[Begin]
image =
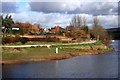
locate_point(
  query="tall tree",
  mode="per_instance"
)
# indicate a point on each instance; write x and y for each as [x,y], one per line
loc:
[End]
Your task:
Reproduce every row above verbatim, but leave out the picture.

Response to this exercise:
image =
locate_point(
  query="tall tree",
  mode="per_instance"
)
# indicate a point on each instance; write x and y for each as [x,y], one per line
loc:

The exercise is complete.